#### [INSTRUCTIONS TO FOLLOW]
Rewrite all of the material below with "in this photo" replaced by "in this picture" everywhere it appears, changing nothing else. Leave out the pictures.

-- -- --

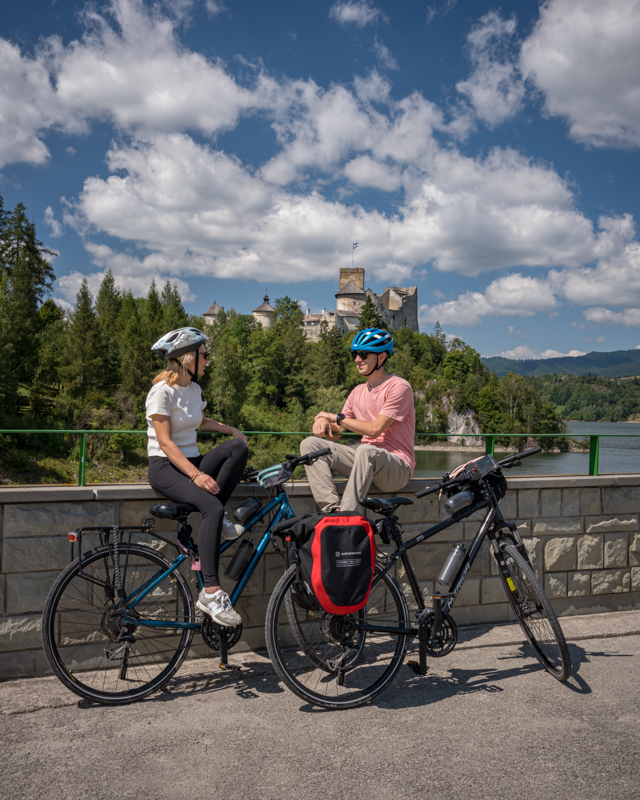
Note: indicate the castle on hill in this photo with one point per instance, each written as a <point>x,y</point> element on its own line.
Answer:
<point>397,306</point>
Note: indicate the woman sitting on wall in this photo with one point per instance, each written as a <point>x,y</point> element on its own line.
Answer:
<point>175,412</point>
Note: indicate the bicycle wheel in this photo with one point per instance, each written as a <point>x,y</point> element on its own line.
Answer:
<point>326,659</point>
<point>535,614</point>
<point>90,646</point>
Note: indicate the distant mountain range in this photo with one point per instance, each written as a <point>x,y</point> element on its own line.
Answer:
<point>619,364</point>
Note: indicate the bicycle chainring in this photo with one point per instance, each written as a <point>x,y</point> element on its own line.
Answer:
<point>210,634</point>
<point>446,640</point>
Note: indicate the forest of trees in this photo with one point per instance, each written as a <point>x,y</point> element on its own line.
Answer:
<point>92,368</point>
<point>591,399</point>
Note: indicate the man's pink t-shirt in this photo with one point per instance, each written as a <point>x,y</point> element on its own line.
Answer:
<point>393,398</point>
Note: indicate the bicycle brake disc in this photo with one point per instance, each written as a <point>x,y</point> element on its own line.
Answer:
<point>442,644</point>
<point>210,635</point>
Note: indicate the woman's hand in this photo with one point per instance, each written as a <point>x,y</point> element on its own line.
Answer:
<point>206,482</point>
<point>236,434</point>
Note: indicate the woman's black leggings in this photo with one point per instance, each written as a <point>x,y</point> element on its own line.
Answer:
<point>225,464</point>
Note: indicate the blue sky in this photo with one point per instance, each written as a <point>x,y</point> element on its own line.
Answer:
<point>487,153</point>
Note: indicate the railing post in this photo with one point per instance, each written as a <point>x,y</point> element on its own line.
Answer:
<point>594,449</point>
<point>83,458</point>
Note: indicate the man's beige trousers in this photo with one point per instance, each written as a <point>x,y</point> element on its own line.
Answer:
<point>363,464</point>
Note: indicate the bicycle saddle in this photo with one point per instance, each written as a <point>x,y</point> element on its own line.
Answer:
<point>386,505</point>
<point>171,510</point>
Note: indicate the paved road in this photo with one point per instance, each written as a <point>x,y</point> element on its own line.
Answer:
<point>486,722</point>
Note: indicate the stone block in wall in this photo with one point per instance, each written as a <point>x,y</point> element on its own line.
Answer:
<point>610,581</point>
<point>555,584</point>
<point>469,595</point>
<point>551,502</point>
<point>424,509</point>
<point>31,554</point>
<point>20,633</point>
<point>560,553</point>
<point>578,584</point>
<point>615,550</point>
<point>49,519</point>
<point>27,591</point>
<point>590,501</point>
<point>557,527</point>
<point>18,665</point>
<point>528,503</point>
<point>570,503</point>
<point>608,524</point>
<point>621,500</point>
<point>492,591</point>
<point>591,551</point>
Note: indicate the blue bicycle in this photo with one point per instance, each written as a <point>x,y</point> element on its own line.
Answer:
<point>119,620</point>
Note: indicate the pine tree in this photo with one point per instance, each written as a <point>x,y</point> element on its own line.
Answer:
<point>81,365</point>
<point>369,316</point>
<point>108,304</point>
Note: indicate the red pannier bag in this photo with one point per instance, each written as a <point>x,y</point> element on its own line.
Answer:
<point>336,556</point>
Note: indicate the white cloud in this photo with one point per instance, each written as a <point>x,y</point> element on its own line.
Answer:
<point>52,222</point>
<point>510,295</point>
<point>524,352</point>
<point>495,88</point>
<point>384,55</point>
<point>358,12</point>
<point>605,316</point>
<point>584,56</point>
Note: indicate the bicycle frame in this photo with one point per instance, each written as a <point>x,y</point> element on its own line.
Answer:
<point>284,511</point>
<point>491,524</point>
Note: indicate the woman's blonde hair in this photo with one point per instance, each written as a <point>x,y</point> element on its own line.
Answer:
<point>173,370</point>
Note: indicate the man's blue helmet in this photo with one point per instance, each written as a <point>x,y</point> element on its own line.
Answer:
<point>176,343</point>
<point>373,340</point>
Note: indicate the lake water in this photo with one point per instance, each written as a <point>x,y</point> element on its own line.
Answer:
<point>616,454</point>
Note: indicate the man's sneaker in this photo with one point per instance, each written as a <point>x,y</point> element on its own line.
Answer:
<point>230,530</point>
<point>219,608</point>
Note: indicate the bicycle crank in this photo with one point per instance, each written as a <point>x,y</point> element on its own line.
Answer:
<point>437,643</point>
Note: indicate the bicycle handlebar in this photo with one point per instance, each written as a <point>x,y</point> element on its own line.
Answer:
<point>508,462</point>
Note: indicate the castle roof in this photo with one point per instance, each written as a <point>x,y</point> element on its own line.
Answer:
<point>264,307</point>
<point>213,310</point>
<point>350,288</point>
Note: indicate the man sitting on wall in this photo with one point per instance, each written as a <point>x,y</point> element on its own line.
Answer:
<point>382,412</point>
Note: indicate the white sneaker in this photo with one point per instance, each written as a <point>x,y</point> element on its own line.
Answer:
<point>230,530</point>
<point>219,608</point>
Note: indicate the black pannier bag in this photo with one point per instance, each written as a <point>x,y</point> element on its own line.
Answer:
<point>336,555</point>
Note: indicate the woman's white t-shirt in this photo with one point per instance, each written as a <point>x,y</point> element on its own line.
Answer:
<point>184,404</point>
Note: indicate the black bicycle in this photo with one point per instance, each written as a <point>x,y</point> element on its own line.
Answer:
<point>337,661</point>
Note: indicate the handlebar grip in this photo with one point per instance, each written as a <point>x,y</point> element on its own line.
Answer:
<point>428,490</point>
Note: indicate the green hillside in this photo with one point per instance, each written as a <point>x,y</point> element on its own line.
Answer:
<point>619,364</point>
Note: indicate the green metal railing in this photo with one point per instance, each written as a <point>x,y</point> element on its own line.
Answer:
<point>489,438</point>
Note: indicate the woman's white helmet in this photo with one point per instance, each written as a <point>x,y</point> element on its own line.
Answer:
<point>177,343</point>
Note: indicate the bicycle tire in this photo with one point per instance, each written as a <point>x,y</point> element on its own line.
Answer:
<point>302,663</point>
<point>80,623</point>
<point>534,613</point>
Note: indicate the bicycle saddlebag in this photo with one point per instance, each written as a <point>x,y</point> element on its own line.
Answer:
<point>336,556</point>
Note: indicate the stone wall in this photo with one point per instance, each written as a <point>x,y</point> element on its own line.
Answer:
<point>582,533</point>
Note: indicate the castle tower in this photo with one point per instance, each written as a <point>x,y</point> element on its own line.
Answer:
<point>265,313</point>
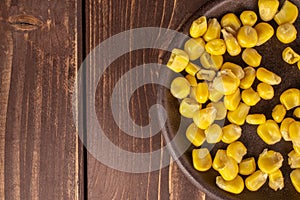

-- -- --

#### [SOLUTION FOR THIS EXERCISE]
Note: indicate the castle on hill in this picture with one point per instance, each written as a <point>x,y</point> element on its own line.
Answer:
<point>397,306</point>
Note: indicate the woman sitting on wall in this picture with one point per instance, each written as a <point>x,y</point> element on its own line.
Answer:
<point>175,412</point>
Note: indicate the bicycle wheel in this picture with one point per instance, each written as a <point>x,y</point> element on its own line.
Answer:
<point>326,659</point>
<point>535,614</point>
<point>90,646</point>
Note: indicate the distant mountain range in this picture with one point per instance, each written as a <point>x,y</point> element on its own line.
Answer:
<point>619,364</point>
Note: indicate the bicycle chainring in this picture with one point per instance, each written as a <point>x,y</point> element on its own line.
Answer:
<point>210,634</point>
<point>446,640</point>
Note: indicate the forest of trees in this picture with one point per instance, each written as a <point>x,y</point> element on its own line.
Answer:
<point>92,368</point>
<point>591,399</point>
Note: indicate the man's pink t-shirt in this picture with one point per instance, each written as a <point>x,y</point> element on its own line.
Answer:
<point>393,398</point>
Note: indicate the bicycle brake disc in this picture with one point per instance, each written as a <point>x,y</point> element on its own line.
Answer:
<point>442,644</point>
<point>210,635</point>
Note: indicate the woman's hand in this picture with one point per instance, each written as a <point>x,y</point> element on its own line.
Answer:
<point>206,482</point>
<point>236,434</point>
Note: indicate the woman's black leggings in this picture with one point per instance, each written as a <point>x,y</point> element on its own line.
Answer:
<point>225,464</point>
Note: indicate the blue sky in this picture with one point per instance, each written as a <point>x,y</point> element on its own line.
Answer:
<point>487,153</point>
Note: indicate the railing post in this picture with one point per instance, each written as a <point>x,y</point> element on its own line.
Answer:
<point>594,449</point>
<point>83,458</point>
Note: indicate the man's beige trousers in this picture with one point per instance, each written as a <point>x,y</point> element on its own line.
Answer:
<point>363,464</point>
Note: indicate the bicycle saddle in this picture with one point per instance, each written as a <point>x,y</point> element on its own line.
Answer:
<point>386,505</point>
<point>171,510</point>
Note: indicate the paved road in this picture with one point per instance, each written as a <point>x,y</point> element on its own line.
Answer:
<point>486,722</point>
Note: indicate the stone block in wall in this picture with one point per instance, each written as a <point>x,y</point> element on its own line.
Answer:
<point>610,581</point>
<point>555,584</point>
<point>469,595</point>
<point>551,502</point>
<point>424,509</point>
<point>31,554</point>
<point>20,633</point>
<point>560,553</point>
<point>578,584</point>
<point>615,550</point>
<point>49,519</point>
<point>27,591</point>
<point>590,501</point>
<point>557,527</point>
<point>18,665</point>
<point>528,503</point>
<point>570,503</point>
<point>608,524</point>
<point>621,500</point>
<point>492,591</point>
<point>591,551</point>
Note: indicate the blue bicycle in this picture with one point per instance, each written as a <point>x,y</point> element on its own line.
Answer:
<point>119,620</point>
Note: indicate the pine tree in this picture with one point per instance, each written as a <point>x,y</point> element on its own line.
Answer:
<point>81,365</point>
<point>369,316</point>
<point>108,304</point>
Note: indicate the red pannier bag in this picture with one point per instance, each written as a <point>x,y</point> element on its own line.
Answer:
<point>336,556</point>
Note: indicate the white cloud in this picture with one point per instance, each written as a <point>x,y</point> element on its own line.
Answer:
<point>52,222</point>
<point>510,295</point>
<point>524,352</point>
<point>495,88</point>
<point>384,55</point>
<point>358,12</point>
<point>605,316</point>
<point>584,56</point>
Note: indicate the bicycle frame in this picture with one point per instance, each written as a <point>x,y</point> element on its own line.
Answer:
<point>284,511</point>
<point>491,524</point>
Note: indicate the woman's blonde hair in this picture with one point per instance, each written as a <point>x,y</point> element on its own line.
Answer:
<point>173,370</point>
Note: indicate the man's blue helmet in this picture with one point per instance, each written as a <point>x,y</point> element on its own line.
Answer:
<point>176,343</point>
<point>373,340</point>
Note: indicate the lake water in this picture with one point per instance, each written as a <point>x,y</point> element on its own line.
Answer:
<point>616,454</point>
Note: indicate the man's sneaker in this picture with one point per instance, each written as a <point>x,y</point> element on its own line.
Answer:
<point>230,530</point>
<point>219,608</point>
Note: indicate the bicycle crank in this picture with one point per instance, each written as a <point>x,y</point> element on its own line.
Answer:
<point>437,643</point>
Note: indicate the bicycle handlebar in this picture with one point per instance, each written as a <point>x,y</point> element on its own line.
Answer:
<point>508,462</point>
Note: indicate the castle roof in this picture with one point per instance, each written as a <point>x,y</point> element on its own line.
Answer:
<point>264,307</point>
<point>213,310</point>
<point>350,288</point>
Note: indicate the man sitting on wall in this picture with one point per instance, each written as a <point>x,y</point> element on its own line.
Answer:
<point>382,412</point>
Note: indicate the white sneaker in this picture with one point per instance, each written as a <point>x,y</point> element on its own line.
Answer:
<point>230,530</point>
<point>219,608</point>
Note: indicate the black pannier bag in this picture with one point per instance, each written as a <point>x,y</point> element on its own line.
Answer:
<point>336,555</point>
Note: indicate the woman's white t-shirt in this picture with one point per instance, each written as a <point>x,y</point> element on its own line.
Answer:
<point>184,404</point>
Note: indicate the black bicycle in this picture with one point per instance, each written as a <point>x,y</point> element on its own line.
Answer:
<point>337,661</point>
Note: indicate the handlebar grip in this picture with one point per instance, each written as a <point>x,y</point> element on its own line.
Answer:
<point>428,490</point>
Note: indicate the green hillside in this picture with one point per instance, each written as a <point>x,y</point> element on its own line.
Answer:
<point>619,364</point>
Note: indicate the green metal railing in this picture with one point per instance, each written as a <point>x,y</point> element on its own line.
Answer:
<point>489,438</point>
Note: indicate the woman's white helmet in this picture with one point per instance, each written as a <point>x,y</point> element on its own line.
Answer:
<point>177,343</point>
Note: indicate the bicycle tire in this picture with one point per instance, each written as a <point>x,y</point> element on its own line.
Answer:
<point>302,663</point>
<point>80,623</point>
<point>534,613</point>
Note: indicate the bicycle saddlebag in this picture with one point per instance, each written as a <point>x,y</point> element on its own line.
Answer:
<point>336,556</point>
Note: indicate the stone wall in this picture with one point per instance, each written as a <point>x,y</point> element on its own line.
Answer:
<point>582,533</point>
Note: indicate the castle tower in this picture with one point per instance, each written as a <point>x,y</point> element on its own line.
Answer:
<point>265,313</point>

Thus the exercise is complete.